# Given problem
Please copy the saved entries below word for word, keeping every line the same.

# Saved entries
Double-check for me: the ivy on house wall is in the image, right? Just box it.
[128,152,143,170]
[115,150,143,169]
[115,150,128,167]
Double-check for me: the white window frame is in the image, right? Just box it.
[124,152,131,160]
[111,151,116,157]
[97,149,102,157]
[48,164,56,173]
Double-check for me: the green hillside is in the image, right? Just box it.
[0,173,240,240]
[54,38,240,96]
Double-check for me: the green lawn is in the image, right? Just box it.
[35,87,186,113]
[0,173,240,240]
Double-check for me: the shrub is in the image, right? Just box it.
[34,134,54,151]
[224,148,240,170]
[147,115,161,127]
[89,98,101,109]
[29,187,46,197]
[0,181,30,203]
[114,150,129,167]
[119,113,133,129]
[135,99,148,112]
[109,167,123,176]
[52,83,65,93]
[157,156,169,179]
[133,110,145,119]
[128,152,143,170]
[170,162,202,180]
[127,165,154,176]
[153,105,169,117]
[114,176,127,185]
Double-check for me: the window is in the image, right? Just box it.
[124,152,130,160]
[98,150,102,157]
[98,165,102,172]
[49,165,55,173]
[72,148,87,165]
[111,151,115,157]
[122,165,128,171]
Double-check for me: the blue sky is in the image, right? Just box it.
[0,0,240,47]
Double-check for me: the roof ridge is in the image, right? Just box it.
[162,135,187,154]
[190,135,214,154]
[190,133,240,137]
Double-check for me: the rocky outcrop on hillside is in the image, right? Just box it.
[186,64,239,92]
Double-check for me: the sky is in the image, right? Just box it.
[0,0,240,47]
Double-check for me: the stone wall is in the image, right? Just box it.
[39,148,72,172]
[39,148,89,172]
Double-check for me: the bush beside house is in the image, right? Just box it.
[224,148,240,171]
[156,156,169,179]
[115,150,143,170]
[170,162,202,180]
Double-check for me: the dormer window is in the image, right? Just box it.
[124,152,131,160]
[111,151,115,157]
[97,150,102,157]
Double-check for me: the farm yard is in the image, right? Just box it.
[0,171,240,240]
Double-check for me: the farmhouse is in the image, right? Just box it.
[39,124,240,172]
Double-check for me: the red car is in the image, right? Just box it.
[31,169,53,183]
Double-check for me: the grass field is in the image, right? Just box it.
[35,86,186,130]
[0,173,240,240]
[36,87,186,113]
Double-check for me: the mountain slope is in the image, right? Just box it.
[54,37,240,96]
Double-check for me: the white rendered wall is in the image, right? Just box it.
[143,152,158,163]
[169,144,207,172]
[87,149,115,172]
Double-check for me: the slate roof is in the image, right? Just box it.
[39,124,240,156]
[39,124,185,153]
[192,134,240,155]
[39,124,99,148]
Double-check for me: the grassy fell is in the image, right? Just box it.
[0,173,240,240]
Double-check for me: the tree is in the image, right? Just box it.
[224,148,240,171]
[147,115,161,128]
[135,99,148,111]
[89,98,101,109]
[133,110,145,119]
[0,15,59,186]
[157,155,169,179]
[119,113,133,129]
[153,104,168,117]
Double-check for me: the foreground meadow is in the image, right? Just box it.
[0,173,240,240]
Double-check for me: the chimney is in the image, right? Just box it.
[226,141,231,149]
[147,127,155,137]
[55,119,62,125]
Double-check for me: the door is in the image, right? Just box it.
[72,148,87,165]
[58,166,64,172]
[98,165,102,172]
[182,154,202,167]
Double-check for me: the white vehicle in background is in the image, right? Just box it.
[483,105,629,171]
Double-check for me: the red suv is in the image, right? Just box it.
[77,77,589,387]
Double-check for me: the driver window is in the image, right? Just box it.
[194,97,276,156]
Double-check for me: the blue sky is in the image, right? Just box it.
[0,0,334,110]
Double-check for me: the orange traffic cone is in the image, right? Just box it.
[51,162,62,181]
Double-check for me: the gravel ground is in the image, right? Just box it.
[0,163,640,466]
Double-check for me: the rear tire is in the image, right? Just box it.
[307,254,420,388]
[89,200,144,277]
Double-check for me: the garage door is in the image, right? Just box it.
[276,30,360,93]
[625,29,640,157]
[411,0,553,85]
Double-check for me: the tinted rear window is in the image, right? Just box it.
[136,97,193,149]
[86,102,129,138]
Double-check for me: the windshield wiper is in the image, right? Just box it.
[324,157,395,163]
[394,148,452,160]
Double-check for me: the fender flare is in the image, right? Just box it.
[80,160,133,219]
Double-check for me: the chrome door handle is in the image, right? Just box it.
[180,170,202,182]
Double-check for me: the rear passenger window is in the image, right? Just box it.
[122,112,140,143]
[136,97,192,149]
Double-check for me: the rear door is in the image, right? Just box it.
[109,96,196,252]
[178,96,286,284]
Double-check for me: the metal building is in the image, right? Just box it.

# The reply
Double-check for me: the ivy on house wall is in the image, right? Just box it.
[128,152,143,170]
[115,150,143,169]
[115,150,128,167]
Double-check for me: the white window frame is in the image, right? Just box it.
[124,152,131,160]
[111,151,116,157]
[97,149,102,157]
[48,164,56,173]
Double-check for me: the green hillside is in the image, right? Just box it.
[0,173,240,240]
[54,38,240,96]
Double-check for me: the green lawn is in the image, right? Just box it.
[35,87,186,113]
[0,173,240,240]
Double-check for me: the shrub is in the image, right? Just box it.
[34,134,54,151]
[224,148,240,170]
[147,115,161,127]
[89,98,101,109]
[29,187,46,197]
[0,181,30,203]
[114,150,129,167]
[119,113,133,129]
[135,99,148,112]
[109,167,123,176]
[52,83,65,93]
[157,156,169,179]
[133,110,145,119]
[128,152,143,170]
[170,162,202,180]
[127,165,154,176]
[153,105,169,117]
[114,176,127,185]
Double-check for me: the window is in the image, right? Just box it.
[124,152,130,160]
[98,150,102,157]
[98,165,102,172]
[49,165,55,173]
[72,148,87,165]
[111,151,115,157]
[122,165,128,171]
Double-check for me: the blue sky is in the image, right? Just box it.
[0,0,240,47]
Double-check for me: the roof ridge is in the image, right? Just box it.
[162,135,187,154]
[190,135,214,154]
[190,133,240,137]
Double-check for me: the rocky outcrop on hillside is in the image, right? Just box it.
[186,64,239,92]
Double-check for me: the sky is in the image, right? Just box it.
[0,0,240,47]
Double-check for me: the stone wall is in the image, right? Just box it.
[39,148,72,172]
[39,148,89,172]
Double-check for me: the bush beside house is in the image, right? Just box it.
[224,148,240,171]
[156,156,169,179]
[115,150,143,170]
[170,162,202,180]
Double-check for me: the dormer window is in the image, right? Just box it.
[124,152,131,160]
[111,151,115,157]
[97,150,102,157]
Double-check for me: the farm yard is in the image, right? Just box it.
[0,171,240,240]
Double-check for me: the farmhouse is in the image, right? Just box it.
[39,124,240,172]
Double-check for me: the red car is in the image, right? Just box it.
[31,169,53,183]
Double-check for me: the grass field is in the image, right? Just box it.
[35,86,186,130]
[0,173,240,240]
[36,87,186,113]
Double-check for me: the mountain slope is in the image, right? Just box it.
[54,37,240,96]
Double-check for me: the white rendered wall is in the image, right? Just box it.
[143,152,158,163]
[169,144,207,172]
[87,149,115,172]
Double-check for me: the slate roof is in the image, right? Just box it.
[39,124,240,156]
[39,124,185,153]
[192,134,240,155]
[39,124,99,148]
Double-check for me: the grassy fell is in the image, right? Just box it.
[0,173,240,240]
Double-check for me: the tree is in the image, right? Just box it.
[224,148,240,171]
[147,115,161,128]
[135,99,148,111]
[89,98,101,109]
[133,110,145,119]
[0,15,59,186]
[157,155,169,179]
[119,113,133,129]
[153,104,168,117]
Double-check for me: the foreground meadow is in the image, right? Just box it.
[0,173,240,240]
Double-check for me: the chimney is in the image, right? Just box it.
[226,141,231,149]
[147,127,155,137]
[55,119,62,125]
Double-check for me: the door is in the image, right? Just box it.
[72,148,87,165]
[58,166,64,172]
[98,165,102,172]
[182,154,202,167]
Double-check for me: the white vehicle in background is in the image, right? Just box it.
[483,105,629,171]
Double-check for me: the red suv is in the image, right? Just box it.
[77,77,589,387]
Double-check for me: the driver window is in the image, right? Just box it.
[194,97,276,156]
Double-check for me: the blue sky is in the image, right? Just box it.
[0,0,334,110]
Double-check for me: the orange traffic cone is in the image, right? Just box it.
[51,162,62,181]
Double-check for me: the gravel ground is in the image, right? Just box it.
[0,163,640,466]
Double-check for me: the rear tire is in the image, right? Just box it.
[307,254,420,388]
[89,200,144,277]
Double-check for me: the garage door is in the image, right? Just box it.
[276,30,360,93]
[625,29,640,157]
[411,0,553,85]
Double-check for me: the tinted rear window is in the image, right? Just box it.
[136,97,193,149]
[86,102,129,138]
Double-check for me: the windshield wiper is in the image, right? Just box it.
[324,157,395,163]
[394,148,452,160]
Double-check for me: the fender flare is in the image, right? Just box it.
[80,160,133,219]
Double-check for me: the chrome door handle is in the image, right? Just box it.
[180,170,202,182]
Double-check for me: the rear passenger window is in the image, right? Just box it.
[122,112,140,143]
[136,97,192,149]
Double-check for me: the rear door is in the image, right? Just box it.
[109,96,196,252]
[178,96,286,284]
Double-check for me: the metal building is in the image, right? Just box it.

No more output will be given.